→ WORK TO DO: Output the records as a numbered list, from the line containing "Report one point per instance of the notice" through the last line of the records, both included, leaving out any blank lines.
━━━━
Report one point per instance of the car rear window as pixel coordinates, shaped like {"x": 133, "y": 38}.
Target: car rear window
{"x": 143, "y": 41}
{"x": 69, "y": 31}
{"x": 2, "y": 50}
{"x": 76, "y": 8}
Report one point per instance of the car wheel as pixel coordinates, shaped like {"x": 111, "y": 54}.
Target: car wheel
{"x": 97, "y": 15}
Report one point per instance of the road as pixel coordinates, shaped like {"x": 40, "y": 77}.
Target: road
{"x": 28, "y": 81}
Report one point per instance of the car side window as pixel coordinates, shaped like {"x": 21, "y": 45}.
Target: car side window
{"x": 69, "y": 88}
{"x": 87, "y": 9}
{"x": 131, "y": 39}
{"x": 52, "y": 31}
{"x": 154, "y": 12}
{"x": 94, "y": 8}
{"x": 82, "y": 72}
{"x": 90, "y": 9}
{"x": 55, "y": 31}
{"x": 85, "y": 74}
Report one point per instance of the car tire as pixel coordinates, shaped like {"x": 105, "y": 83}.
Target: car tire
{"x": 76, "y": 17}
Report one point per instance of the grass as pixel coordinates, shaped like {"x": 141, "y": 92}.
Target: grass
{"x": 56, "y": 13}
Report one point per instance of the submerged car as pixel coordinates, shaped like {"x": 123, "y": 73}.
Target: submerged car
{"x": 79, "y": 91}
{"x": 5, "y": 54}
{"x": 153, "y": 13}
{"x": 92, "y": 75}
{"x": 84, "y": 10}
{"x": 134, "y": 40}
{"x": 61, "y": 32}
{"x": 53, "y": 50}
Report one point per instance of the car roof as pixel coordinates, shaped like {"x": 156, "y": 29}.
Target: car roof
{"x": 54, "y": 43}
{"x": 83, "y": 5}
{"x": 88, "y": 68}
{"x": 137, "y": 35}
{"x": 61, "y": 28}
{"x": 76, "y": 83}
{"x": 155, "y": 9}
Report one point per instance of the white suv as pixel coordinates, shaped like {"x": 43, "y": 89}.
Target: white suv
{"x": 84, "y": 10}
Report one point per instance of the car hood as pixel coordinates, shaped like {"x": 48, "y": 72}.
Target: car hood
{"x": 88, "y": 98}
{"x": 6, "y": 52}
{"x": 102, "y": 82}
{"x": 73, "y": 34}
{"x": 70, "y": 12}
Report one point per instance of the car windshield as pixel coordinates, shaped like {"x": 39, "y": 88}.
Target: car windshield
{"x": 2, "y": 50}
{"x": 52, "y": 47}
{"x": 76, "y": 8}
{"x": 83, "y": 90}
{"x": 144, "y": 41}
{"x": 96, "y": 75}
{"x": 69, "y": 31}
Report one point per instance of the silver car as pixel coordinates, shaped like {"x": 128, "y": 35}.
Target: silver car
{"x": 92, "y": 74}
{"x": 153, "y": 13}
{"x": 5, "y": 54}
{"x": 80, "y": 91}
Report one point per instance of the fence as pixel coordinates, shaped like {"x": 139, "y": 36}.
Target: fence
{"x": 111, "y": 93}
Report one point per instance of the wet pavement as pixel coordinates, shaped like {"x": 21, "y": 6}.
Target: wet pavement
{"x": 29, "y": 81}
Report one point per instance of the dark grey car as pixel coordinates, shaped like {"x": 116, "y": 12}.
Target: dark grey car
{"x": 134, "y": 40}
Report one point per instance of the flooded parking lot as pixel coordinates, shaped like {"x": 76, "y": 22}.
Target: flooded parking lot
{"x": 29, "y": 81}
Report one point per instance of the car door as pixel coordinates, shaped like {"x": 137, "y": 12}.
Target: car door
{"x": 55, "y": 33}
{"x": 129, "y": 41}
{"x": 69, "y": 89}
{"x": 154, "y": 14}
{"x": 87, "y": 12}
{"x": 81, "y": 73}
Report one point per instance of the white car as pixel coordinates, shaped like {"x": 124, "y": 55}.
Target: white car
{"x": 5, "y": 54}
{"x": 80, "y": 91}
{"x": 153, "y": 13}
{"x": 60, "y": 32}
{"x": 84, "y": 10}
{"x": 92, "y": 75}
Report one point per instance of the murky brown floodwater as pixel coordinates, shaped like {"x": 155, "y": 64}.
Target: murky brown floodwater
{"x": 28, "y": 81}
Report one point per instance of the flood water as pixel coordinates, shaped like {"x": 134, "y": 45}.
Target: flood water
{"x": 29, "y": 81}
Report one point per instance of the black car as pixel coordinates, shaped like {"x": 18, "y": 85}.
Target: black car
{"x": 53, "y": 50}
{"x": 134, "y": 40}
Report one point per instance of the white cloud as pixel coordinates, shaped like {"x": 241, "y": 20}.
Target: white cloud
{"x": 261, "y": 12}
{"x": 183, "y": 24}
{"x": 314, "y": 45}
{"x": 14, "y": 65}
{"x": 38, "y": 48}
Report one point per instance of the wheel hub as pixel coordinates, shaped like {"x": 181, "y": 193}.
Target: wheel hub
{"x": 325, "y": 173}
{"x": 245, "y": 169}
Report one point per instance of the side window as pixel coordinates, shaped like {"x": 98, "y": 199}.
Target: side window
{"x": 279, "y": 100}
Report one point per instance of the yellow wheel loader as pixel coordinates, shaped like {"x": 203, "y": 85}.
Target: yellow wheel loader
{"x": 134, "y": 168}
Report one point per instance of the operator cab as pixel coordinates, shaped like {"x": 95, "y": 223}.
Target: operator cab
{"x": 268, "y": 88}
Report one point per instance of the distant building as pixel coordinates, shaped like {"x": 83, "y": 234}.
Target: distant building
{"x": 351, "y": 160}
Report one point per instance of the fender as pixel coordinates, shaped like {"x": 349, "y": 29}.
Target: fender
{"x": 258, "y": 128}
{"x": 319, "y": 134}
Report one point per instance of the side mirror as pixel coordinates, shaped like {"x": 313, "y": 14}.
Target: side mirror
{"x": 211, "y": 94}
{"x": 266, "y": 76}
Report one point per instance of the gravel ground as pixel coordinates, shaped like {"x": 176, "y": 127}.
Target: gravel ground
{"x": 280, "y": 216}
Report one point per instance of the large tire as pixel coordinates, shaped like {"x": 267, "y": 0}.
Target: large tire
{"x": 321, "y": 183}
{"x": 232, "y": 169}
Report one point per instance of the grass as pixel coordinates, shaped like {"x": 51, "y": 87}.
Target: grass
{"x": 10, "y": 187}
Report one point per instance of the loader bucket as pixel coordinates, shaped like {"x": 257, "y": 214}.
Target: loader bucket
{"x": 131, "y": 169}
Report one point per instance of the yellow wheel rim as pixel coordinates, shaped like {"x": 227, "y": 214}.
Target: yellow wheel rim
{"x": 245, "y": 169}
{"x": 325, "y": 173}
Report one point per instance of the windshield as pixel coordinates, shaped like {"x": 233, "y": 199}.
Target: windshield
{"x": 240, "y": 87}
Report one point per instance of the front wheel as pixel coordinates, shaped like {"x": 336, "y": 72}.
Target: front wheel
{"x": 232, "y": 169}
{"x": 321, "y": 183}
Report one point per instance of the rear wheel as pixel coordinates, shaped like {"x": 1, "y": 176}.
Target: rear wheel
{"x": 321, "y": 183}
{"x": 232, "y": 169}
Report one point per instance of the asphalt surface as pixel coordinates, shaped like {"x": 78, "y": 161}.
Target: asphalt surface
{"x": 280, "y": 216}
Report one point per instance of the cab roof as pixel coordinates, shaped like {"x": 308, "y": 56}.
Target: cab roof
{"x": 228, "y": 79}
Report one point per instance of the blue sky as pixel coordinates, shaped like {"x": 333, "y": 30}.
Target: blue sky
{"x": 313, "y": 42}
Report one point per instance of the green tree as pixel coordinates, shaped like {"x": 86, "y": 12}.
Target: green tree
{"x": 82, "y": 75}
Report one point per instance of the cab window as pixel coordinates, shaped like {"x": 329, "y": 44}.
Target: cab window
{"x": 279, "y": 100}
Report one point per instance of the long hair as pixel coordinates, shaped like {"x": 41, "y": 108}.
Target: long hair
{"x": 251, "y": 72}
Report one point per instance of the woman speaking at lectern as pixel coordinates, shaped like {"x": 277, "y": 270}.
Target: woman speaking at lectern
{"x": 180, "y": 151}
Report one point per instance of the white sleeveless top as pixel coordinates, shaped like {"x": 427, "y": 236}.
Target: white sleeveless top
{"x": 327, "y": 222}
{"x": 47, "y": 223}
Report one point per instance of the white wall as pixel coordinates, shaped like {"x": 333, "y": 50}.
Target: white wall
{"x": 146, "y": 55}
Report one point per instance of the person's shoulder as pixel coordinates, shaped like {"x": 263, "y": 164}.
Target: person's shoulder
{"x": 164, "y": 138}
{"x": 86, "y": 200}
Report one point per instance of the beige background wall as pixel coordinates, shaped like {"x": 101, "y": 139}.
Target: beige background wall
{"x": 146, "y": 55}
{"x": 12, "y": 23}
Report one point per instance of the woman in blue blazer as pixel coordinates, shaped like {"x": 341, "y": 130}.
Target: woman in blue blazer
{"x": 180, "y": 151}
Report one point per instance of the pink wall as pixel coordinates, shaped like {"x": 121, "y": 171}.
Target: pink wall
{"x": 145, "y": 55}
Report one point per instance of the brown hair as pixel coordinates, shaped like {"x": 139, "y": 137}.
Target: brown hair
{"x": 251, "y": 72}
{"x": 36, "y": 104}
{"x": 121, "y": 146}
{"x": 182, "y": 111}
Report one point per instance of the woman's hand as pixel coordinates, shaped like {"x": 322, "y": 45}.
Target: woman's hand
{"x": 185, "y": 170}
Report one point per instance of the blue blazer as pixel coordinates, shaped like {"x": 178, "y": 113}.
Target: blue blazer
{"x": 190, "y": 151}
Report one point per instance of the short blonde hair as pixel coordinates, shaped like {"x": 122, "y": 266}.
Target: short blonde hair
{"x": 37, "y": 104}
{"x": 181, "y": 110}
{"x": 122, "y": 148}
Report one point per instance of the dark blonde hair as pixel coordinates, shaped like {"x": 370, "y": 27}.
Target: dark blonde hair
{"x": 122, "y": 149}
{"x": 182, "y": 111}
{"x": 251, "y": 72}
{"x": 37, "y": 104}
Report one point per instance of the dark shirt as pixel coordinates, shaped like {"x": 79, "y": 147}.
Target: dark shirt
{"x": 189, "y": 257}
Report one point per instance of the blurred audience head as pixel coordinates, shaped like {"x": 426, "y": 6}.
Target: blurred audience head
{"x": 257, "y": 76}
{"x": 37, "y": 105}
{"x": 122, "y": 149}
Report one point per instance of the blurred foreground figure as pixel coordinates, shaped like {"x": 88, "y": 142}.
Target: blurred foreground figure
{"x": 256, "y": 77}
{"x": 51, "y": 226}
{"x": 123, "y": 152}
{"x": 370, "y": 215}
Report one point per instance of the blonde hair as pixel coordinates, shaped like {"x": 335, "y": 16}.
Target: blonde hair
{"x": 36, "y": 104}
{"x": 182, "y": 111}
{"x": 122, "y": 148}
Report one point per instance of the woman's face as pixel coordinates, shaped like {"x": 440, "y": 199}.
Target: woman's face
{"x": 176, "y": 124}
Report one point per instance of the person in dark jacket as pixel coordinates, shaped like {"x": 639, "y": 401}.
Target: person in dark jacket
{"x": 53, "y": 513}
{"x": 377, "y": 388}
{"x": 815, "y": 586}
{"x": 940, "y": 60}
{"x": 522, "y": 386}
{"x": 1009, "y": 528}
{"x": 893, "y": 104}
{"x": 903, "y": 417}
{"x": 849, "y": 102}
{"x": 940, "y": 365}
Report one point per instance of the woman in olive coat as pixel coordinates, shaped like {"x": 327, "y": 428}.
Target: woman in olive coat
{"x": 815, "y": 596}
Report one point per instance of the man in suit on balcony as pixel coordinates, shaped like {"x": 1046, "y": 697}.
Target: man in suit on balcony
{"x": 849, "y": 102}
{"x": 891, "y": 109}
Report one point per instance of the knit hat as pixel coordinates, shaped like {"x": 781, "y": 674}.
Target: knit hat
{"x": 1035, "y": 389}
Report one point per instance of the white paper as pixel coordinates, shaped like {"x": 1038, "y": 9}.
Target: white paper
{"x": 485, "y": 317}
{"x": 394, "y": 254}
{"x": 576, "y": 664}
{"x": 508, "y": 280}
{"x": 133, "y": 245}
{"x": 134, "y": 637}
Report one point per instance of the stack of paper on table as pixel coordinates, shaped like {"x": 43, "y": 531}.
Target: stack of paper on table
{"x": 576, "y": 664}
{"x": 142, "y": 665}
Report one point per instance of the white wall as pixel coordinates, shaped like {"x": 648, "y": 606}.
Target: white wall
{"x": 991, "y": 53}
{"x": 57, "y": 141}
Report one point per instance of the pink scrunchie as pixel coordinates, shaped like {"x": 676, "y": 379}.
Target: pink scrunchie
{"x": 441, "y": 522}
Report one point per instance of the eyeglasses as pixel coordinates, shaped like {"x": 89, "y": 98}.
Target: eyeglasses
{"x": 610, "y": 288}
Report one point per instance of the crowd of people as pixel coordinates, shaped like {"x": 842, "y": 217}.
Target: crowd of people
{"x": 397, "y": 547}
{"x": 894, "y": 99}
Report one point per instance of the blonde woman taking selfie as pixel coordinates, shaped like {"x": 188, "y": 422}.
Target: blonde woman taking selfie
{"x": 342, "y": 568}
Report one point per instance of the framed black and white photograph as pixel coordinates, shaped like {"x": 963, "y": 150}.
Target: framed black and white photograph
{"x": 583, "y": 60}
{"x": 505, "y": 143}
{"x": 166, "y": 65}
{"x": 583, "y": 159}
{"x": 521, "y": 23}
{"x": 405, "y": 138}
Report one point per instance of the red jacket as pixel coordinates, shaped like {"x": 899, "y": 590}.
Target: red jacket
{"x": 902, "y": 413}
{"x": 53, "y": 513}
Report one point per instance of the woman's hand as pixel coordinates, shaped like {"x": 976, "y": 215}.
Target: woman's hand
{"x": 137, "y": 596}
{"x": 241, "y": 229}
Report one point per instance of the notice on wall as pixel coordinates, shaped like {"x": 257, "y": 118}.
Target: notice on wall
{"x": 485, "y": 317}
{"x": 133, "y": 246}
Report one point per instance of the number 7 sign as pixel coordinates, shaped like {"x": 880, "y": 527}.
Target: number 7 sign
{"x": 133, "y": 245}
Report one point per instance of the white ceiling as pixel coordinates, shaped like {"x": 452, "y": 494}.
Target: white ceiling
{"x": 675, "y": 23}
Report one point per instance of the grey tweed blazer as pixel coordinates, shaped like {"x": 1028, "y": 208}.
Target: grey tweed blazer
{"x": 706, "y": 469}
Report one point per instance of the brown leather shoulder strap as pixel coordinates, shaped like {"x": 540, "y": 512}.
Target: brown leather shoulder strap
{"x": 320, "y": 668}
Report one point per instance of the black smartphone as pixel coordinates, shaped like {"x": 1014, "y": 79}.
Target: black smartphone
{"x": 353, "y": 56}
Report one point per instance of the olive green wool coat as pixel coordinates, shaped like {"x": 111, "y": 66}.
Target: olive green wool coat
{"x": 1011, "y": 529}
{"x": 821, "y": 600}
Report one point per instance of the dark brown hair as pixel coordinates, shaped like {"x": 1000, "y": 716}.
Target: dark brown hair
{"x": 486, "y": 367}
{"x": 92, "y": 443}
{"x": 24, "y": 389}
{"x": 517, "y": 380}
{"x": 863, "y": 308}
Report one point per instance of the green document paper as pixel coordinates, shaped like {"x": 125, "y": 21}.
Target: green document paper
━━━━
→ OUTPUT:
1. Report one point per instance of the notice on wall as pixel coordinates, shaped like {"x": 257, "y": 118}.
2. Target: notice on wall
3. {"x": 485, "y": 317}
4. {"x": 133, "y": 246}
5. Report one point per instance of the number 7 sign as pixel coordinates, shaped like {"x": 880, "y": 527}.
6. Target: number 7 sign
7. {"x": 133, "y": 245}
8. Report one point per instance of the white ceiling as pixel coordinates, shaped like {"x": 452, "y": 494}.
9. Target: white ceiling
10. {"x": 675, "y": 23}
11. Report one point per instance of the grey tweed blazer as pixel coordinates, shaped like {"x": 1028, "y": 208}.
12. Target: grey tweed blazer
13. {"x": 706, "y": 469}
14. Report one point per instance of the brown leather shoulder strap as pixel coordinates, shaped like {"x": 540, "y": 512}.
15. Target: brown leather shoulder strap
16. {"x": 320, "y": 668}
17. Report one point per instance of the black smartphone as pixel coordinates, shaped like {"x": 1014, "y": 79}.
18. Target: black smartphone
19. {"x": 353, "y": 56}
20. Report one point per instance of the olive green wool coat as pixel coordinates, shaped like {"x": 111, "y": 66}.
21. Target: olive green wool coat
22. {"x": 1011, "y": 529}
23. {"x": 821, "y": 600}
24. Report one point per instance of the dark brown hair as pixel coordinates, shaped like {"x": 1000, "y": 716}.
25. Target: dark brown hair
26. {"x": 486, "y": 367}
27. {"x": 92, "y": 443}
28. {"x": 24, "y": 389}
29. {"x": 517, "y": 380}
30. {"x": 863, "y": 308}
31. Report one point per instance of the green document paper as pixel coordinates, shaped like {"x": 125, "y": 21}.
32. Target: green document paper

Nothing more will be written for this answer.